MATERIAL FOR THIS TASK -
----------

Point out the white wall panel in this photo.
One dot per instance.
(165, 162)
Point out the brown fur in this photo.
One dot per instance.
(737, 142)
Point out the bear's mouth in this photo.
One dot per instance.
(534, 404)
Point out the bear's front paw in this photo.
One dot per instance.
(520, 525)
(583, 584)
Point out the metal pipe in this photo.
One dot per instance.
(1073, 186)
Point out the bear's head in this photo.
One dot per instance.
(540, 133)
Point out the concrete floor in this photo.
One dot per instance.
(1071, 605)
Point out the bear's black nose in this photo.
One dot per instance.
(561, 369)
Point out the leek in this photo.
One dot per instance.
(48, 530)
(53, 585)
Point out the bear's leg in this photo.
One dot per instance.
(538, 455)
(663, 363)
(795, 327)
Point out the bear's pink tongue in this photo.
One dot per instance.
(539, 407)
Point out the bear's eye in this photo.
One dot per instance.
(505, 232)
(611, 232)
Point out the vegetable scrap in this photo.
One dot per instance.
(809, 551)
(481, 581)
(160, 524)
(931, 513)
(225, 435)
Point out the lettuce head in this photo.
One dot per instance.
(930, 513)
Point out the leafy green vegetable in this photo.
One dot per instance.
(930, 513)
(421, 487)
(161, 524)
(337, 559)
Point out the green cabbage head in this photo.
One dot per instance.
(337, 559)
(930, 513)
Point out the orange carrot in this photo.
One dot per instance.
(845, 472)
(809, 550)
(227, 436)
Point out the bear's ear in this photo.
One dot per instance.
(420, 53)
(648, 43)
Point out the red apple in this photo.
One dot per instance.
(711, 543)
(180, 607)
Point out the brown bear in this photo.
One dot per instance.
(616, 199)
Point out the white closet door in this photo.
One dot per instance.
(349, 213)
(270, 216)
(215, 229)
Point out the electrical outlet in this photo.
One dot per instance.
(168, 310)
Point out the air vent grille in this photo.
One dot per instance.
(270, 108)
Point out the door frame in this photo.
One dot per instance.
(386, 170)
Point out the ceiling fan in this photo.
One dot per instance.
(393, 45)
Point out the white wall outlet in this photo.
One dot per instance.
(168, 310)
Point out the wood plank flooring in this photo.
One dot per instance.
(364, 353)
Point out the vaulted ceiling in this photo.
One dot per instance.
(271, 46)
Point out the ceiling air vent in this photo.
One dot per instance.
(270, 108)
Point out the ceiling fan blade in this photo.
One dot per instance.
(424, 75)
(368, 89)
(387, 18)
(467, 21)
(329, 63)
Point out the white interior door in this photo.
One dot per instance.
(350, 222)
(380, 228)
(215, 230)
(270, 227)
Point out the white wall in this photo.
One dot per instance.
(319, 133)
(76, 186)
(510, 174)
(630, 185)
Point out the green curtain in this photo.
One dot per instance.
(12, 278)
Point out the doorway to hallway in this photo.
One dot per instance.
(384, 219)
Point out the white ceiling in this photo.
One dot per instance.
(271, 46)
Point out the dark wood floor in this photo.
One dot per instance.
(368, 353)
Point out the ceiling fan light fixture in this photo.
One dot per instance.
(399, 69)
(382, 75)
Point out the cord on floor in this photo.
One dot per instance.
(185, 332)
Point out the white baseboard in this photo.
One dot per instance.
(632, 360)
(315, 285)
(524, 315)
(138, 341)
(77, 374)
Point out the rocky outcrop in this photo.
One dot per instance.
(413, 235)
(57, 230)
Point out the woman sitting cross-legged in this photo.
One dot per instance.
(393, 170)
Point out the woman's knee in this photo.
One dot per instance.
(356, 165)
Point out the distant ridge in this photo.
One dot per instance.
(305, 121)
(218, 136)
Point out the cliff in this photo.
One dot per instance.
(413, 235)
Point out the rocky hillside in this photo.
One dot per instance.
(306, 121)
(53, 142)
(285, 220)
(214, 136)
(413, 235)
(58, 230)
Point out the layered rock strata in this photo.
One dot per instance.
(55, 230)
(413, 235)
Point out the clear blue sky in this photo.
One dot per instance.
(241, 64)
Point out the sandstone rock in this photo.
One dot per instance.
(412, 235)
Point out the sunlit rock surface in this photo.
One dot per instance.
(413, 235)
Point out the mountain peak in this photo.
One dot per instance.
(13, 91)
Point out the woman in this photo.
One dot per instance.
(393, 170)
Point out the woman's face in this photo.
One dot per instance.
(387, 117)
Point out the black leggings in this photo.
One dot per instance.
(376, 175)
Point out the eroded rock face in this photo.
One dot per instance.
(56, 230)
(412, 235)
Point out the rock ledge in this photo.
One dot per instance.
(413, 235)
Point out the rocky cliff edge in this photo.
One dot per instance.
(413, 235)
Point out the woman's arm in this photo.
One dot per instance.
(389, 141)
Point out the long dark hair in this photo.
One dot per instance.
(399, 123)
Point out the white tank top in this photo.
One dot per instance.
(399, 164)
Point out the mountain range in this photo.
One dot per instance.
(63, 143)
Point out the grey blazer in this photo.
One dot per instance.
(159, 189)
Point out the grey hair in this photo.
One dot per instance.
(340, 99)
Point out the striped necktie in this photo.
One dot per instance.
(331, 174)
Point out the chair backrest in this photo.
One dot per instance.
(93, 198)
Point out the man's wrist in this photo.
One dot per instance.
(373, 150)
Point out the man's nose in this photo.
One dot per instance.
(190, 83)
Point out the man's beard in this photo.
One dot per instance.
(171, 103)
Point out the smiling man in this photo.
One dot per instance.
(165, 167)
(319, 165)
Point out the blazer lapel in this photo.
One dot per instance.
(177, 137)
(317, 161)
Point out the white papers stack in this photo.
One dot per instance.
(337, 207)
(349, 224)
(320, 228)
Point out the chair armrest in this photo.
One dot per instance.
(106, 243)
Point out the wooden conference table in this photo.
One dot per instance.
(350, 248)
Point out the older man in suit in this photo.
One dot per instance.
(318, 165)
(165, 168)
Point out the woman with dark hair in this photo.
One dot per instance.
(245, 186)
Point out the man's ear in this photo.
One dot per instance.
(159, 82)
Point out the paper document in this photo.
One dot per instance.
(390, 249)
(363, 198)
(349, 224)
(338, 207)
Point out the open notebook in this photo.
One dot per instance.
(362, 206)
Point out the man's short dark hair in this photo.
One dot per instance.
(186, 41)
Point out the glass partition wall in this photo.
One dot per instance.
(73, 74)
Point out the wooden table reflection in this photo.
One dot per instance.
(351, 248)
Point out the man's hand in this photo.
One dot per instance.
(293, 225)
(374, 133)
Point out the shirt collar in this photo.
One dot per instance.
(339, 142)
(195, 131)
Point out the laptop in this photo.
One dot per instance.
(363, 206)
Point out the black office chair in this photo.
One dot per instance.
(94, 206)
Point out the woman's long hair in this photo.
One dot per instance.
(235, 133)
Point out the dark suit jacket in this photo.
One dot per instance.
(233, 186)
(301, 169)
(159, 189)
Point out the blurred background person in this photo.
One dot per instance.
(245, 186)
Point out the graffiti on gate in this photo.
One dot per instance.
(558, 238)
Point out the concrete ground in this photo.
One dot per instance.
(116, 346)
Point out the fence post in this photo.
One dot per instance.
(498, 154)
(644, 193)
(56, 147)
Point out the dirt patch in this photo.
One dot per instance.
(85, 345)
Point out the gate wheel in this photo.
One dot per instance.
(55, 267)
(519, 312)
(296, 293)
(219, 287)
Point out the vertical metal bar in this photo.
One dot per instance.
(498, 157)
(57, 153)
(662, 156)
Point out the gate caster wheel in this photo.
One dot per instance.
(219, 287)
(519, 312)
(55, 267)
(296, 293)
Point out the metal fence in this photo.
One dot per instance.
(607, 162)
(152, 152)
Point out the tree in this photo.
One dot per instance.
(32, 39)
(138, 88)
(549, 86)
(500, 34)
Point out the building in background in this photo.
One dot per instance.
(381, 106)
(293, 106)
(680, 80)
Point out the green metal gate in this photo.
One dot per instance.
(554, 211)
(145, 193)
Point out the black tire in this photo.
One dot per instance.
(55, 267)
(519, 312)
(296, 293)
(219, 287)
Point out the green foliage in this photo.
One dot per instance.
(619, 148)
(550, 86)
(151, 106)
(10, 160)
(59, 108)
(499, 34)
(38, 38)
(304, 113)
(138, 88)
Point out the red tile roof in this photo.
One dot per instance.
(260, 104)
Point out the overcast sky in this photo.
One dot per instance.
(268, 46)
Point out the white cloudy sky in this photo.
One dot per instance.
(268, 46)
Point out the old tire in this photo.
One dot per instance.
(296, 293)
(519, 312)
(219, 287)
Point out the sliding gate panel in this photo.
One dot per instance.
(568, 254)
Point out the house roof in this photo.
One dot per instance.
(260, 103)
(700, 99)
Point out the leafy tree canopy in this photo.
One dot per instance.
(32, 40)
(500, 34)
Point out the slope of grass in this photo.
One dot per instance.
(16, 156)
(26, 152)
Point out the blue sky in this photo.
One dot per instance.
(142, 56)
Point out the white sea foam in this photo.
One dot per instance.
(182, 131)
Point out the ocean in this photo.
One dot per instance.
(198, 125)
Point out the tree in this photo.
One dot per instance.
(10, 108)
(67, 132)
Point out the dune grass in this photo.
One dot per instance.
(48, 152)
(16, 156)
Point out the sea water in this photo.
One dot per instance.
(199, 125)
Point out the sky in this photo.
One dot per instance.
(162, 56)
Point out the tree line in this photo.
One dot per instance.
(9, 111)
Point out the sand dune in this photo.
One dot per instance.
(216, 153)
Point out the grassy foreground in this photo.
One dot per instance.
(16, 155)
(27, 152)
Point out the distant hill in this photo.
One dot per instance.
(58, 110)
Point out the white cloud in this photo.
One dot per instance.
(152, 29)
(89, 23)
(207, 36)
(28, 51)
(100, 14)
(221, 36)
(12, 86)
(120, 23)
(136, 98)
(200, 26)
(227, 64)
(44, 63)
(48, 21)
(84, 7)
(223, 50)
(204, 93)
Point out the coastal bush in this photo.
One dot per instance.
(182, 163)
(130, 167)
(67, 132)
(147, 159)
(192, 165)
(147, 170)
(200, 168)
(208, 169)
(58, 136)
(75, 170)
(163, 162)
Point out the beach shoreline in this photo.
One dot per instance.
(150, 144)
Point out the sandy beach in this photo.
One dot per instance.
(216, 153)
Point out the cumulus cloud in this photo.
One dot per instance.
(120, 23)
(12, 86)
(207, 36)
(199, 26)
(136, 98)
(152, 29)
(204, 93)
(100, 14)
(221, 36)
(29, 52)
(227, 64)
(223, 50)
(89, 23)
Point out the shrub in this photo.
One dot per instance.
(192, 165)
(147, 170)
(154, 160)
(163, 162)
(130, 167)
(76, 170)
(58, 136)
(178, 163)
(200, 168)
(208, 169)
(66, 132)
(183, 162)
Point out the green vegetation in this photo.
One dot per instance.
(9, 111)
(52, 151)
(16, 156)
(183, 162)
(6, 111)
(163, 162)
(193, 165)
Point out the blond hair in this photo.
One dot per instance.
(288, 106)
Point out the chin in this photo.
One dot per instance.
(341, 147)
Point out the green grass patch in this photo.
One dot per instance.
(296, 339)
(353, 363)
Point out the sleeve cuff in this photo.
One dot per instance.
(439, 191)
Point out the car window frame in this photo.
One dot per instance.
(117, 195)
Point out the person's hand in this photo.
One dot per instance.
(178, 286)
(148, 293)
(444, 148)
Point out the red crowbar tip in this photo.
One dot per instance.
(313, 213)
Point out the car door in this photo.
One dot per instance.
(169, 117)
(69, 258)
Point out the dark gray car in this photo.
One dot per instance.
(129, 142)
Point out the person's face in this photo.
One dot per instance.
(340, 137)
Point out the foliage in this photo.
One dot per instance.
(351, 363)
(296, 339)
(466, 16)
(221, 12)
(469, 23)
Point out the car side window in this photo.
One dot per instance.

----------

EXERCISE GOAL -
Write out, word for word, the line containing "Point out the coastal bush in this photo." and every line after it to the end of the data above.

EXERCISE RESPONSE -
Point out the coastal bush in this photo.
One dot per instance.
(182, 163)
(130, 167)
(67, 132)
(147, 159)
(192, 165)
(147, 170)
(200, 168)
(208, 169)
(58, 136)
(75, 170)
(163, 162)
Point out the beach shoreline in this photo.
One dot per instance.
(150, 144)
Point out the sandy beach in this photo.
One dot per instance.
(216, 153)
Point out the cumulus cloud in this photo.
One dot per instance.
(120, 23)
(12, 86)
(207, 36)
(199, 26)
(136, 98)
(152, 29)
(204, 93)
(100, 14)
(221, 36)
(29, 52)
(227, 64)
(223, 50)
(89, 23)
Point out the shrub in this photo.
One dot per instance.
(192, 165)
(147, 170)
(154, 160)
(163, 162)
(130, 167)
(76, 170)
(58, 136)
(178, 163)
(200, 168)
(208, 169)
(66, 132)
(183, 162)
Point out the green vegetation in this photo.
One dot per instance.
(9, 111)
(52, 151)
(16, 156)
(183, 162)
(6, 111)
(163, 162)
(193, 165)
Point out the blond hair in this photo.
One dot per instance.
(288, 106)
Point out the chin in this photo.
One dot per instance.
(341, 147)
Point out the green grass patch in this photo.
One dot per instance.
(296, 339)
(353, 363)
Point out the sleeve cuff in this photo.
One dot per instance.
(439, 191)
Point out the car window frame in this photo.
One dot per instance.
(117, 195)
Point out the person's hand in this photo.
One dot per instance.
(178, 286)
(148, 293)
(444, 148)
Point out the red crowbar tip in this photo.
One dot per instance.
(313, 213)
Point out the car door in this photo.
One dot per instance.
(169, 117)
(69, 258)
Point out the dark gray car in this photo.
One dot per instance.
(129, 142)
Point out the person's face in this photo.
One dot per instance.
(340, 137)
Point out the foliage in this photo.
One dot per instance.
(351, 363)
(296, 339)
(466, 16)
(221, 12)
(469, 23)
Point out the car side window in this photo.
One dot per instance.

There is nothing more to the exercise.